Neural Coding of Visual Stimuli
Neurons in different regions within the visual system carry out different aspects of visual pattern analysis needed for visual perception. This project involves discovering how and where the pieces that make up a visually perceived object are brought together and integrated. The latency before neurons start firing after pattern presentation is one important aspect of the time structure of a neuronal message. We find that the latency indicates how easily the pattern can be seen, and the intensity of firing--the response strength--is a code indicating what the pattern is. Finding that the latency is related to how easily the pattern can be perceived suggests that the features within a pattern are grouped. We construct a model to show how the neuronal signals entering the visual cortex from the lateral geniculate nucleus can be combined to make this feature grouping occur. When inferior temporal cortical neurons respond to a pattern obscured by visual noise, the time it takes for the monkey to respond to the pattern correctly is closely predicted by the time it takes for the neuronal messages to indicate which pattern is present. Our results at both ends of the visual cortical streams suggest there is a valid stimulus pattern template that gates these neuronal responses. All of these findings taken together suggest that the visual system is transmitting signals that describe messages that encode stimuli as complex, integrated objects from the earliest cortical stages, and this integration becomes more general as the signals pass to later stages of visual processing.

◆ Task 1
In the neural coding passage, what does the latency before neurons start firing indicate about a pattern?
◆ Task 2
Rewrite the paragraph of the neural coding passage that begins "Neurons in different regions" as a short list of its main points.

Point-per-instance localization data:
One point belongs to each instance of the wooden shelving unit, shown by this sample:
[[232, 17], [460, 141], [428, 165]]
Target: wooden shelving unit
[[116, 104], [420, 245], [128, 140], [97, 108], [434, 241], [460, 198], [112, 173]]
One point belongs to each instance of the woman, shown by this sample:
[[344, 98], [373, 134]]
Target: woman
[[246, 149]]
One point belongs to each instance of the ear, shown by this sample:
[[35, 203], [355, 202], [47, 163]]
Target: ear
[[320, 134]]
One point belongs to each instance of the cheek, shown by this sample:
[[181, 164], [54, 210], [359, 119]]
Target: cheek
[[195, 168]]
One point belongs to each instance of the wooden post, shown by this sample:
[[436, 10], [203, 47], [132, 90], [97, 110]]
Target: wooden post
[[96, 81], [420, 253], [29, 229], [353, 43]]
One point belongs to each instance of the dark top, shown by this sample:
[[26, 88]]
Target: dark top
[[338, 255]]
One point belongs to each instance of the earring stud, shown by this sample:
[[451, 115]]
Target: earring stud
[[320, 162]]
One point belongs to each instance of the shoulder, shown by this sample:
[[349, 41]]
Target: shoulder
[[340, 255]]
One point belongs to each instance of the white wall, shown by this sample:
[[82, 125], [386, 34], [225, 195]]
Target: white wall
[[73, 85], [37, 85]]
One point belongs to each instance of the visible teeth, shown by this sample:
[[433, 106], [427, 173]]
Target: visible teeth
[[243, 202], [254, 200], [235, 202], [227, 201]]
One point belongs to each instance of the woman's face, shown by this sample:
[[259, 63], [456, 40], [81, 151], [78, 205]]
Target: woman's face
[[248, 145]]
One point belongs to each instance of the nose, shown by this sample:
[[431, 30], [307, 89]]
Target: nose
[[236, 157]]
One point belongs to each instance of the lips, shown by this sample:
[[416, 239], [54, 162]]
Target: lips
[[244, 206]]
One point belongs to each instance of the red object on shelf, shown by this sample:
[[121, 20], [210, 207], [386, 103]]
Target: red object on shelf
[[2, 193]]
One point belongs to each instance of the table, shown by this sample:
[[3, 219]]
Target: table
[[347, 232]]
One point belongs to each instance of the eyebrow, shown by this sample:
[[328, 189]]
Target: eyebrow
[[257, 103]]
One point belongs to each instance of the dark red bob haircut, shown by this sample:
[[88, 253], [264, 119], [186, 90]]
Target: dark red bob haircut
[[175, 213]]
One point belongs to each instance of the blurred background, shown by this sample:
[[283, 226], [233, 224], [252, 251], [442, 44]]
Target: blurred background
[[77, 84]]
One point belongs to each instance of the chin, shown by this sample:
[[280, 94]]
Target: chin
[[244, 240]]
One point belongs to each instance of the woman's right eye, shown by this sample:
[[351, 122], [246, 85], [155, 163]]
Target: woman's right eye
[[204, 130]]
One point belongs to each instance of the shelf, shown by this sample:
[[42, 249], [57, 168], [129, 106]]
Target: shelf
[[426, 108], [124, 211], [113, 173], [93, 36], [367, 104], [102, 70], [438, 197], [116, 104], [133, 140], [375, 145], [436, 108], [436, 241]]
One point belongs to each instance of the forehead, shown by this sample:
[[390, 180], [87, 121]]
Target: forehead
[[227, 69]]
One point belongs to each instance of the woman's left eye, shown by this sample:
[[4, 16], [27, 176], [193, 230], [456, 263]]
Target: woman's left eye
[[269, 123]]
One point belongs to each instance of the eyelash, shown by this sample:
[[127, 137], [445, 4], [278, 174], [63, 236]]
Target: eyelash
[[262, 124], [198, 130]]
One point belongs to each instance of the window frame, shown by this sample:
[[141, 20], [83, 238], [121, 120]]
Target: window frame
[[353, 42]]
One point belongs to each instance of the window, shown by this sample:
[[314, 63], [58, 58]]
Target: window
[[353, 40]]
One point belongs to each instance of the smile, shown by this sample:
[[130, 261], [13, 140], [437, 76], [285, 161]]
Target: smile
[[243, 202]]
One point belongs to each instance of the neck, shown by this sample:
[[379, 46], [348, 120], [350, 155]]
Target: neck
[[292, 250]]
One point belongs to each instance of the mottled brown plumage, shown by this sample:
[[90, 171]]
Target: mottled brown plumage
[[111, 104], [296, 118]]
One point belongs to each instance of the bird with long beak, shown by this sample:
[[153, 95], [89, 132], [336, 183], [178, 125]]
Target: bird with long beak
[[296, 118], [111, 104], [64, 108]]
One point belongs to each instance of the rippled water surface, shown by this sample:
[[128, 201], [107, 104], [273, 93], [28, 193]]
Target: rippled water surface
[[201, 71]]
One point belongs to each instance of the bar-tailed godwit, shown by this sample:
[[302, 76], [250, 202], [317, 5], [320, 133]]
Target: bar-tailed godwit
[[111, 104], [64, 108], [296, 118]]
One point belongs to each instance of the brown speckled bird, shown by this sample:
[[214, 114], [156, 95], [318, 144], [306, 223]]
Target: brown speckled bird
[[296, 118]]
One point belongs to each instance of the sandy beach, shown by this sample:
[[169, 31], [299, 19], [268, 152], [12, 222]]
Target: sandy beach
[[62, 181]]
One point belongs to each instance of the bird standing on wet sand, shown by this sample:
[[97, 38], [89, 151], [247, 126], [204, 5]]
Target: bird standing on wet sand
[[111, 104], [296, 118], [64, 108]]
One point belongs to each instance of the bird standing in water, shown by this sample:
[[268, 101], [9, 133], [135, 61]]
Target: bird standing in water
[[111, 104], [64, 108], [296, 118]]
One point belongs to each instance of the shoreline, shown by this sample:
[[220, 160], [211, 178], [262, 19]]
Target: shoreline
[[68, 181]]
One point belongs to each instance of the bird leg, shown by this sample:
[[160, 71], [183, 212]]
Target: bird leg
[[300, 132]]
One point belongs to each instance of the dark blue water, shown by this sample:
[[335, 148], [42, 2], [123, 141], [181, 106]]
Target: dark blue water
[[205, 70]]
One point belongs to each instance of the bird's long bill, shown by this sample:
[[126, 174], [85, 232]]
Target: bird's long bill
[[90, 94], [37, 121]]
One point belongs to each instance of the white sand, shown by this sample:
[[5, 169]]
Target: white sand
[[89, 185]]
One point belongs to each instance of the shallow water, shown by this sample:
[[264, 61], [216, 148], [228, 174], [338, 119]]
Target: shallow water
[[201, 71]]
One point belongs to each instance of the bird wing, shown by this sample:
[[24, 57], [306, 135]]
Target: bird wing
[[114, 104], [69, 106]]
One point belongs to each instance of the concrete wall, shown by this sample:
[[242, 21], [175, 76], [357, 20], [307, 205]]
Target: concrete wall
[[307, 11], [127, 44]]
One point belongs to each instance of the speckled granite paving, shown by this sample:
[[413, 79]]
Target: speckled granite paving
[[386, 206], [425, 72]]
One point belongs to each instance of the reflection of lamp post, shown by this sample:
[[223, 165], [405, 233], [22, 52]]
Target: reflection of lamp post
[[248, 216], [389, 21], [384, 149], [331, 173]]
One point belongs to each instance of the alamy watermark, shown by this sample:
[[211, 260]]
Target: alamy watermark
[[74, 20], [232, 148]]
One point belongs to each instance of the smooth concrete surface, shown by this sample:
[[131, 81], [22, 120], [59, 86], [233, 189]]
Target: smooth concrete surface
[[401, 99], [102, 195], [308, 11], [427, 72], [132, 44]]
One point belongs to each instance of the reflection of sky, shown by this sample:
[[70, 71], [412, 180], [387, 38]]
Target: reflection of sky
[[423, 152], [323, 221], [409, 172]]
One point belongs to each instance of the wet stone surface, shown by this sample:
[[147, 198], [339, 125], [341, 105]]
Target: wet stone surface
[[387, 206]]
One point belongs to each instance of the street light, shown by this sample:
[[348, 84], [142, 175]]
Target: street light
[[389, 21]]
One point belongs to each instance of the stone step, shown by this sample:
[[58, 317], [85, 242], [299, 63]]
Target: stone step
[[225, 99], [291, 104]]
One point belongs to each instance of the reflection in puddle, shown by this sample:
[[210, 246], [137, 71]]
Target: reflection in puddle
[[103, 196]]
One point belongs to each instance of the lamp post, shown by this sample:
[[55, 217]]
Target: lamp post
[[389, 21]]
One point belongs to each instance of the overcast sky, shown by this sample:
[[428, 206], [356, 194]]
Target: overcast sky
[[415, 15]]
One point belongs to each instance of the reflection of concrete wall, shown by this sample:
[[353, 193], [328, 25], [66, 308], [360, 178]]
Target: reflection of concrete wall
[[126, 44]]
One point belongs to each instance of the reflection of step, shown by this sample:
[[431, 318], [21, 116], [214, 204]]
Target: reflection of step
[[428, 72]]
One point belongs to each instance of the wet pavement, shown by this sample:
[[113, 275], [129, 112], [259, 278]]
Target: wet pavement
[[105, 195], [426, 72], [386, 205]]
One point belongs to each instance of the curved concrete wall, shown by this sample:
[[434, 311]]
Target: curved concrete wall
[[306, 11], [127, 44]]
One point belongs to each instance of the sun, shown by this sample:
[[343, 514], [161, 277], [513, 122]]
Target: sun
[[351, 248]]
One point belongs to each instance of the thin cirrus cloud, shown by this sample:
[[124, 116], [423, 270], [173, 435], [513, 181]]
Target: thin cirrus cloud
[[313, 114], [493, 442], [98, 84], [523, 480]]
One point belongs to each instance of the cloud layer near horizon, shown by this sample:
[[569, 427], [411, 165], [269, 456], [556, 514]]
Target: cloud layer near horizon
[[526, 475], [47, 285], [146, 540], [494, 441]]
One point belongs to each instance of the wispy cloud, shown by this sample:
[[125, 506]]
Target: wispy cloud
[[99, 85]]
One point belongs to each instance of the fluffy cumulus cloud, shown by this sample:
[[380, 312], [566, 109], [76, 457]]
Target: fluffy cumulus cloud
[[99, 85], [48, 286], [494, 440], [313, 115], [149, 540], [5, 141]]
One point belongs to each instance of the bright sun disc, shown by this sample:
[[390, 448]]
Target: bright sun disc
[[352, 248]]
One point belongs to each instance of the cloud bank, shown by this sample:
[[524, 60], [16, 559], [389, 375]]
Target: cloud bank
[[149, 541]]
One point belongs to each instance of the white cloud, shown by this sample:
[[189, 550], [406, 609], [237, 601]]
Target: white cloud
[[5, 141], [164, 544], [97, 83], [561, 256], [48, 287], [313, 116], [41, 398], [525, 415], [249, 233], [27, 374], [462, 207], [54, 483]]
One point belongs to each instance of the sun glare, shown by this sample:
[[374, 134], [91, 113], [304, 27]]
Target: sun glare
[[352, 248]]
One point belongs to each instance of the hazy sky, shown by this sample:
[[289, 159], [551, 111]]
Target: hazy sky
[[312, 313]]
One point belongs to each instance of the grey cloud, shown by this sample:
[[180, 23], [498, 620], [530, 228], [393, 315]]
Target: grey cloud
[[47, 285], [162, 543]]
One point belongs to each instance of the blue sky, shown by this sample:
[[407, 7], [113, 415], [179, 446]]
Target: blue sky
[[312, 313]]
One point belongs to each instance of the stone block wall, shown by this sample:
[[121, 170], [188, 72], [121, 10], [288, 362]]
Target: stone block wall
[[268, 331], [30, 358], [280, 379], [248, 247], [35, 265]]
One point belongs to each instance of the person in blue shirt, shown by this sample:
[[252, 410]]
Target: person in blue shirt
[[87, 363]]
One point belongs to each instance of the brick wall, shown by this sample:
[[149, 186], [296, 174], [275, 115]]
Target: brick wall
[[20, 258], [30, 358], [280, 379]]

◆ Problem solution 1
How easily the pattern can be seen.

◆ Problem solution 2
- Different regions of the visual system handle different parts of the visual pattern analysis needed for perception.
- The project studies how and where the pieces of a perceived object are brought together and integrated.
- The latency before neurons fire shows how easily a pattern can be seen. The response strength codes what the pattern is.
- The link between latency and ease of perception suggests that features within a pattern are grouped. A model shows how signals from the lateral geniculate nucleus to the visual cortex can be combined to produce this grouping.
- When the pattern is obscured by visual noise, the time inferior temporal cortical neurons take to signal which pattern is present closely predicts the monkey's time to respond correctly.
- Results at both ends of the visual cortical streams suggest that a stimulus pattern template gates these responses.
- Overall, the visual system encodes stimuli as complex, integrated objects from the earliest cortical stages, and this integration becomes more general at later stages.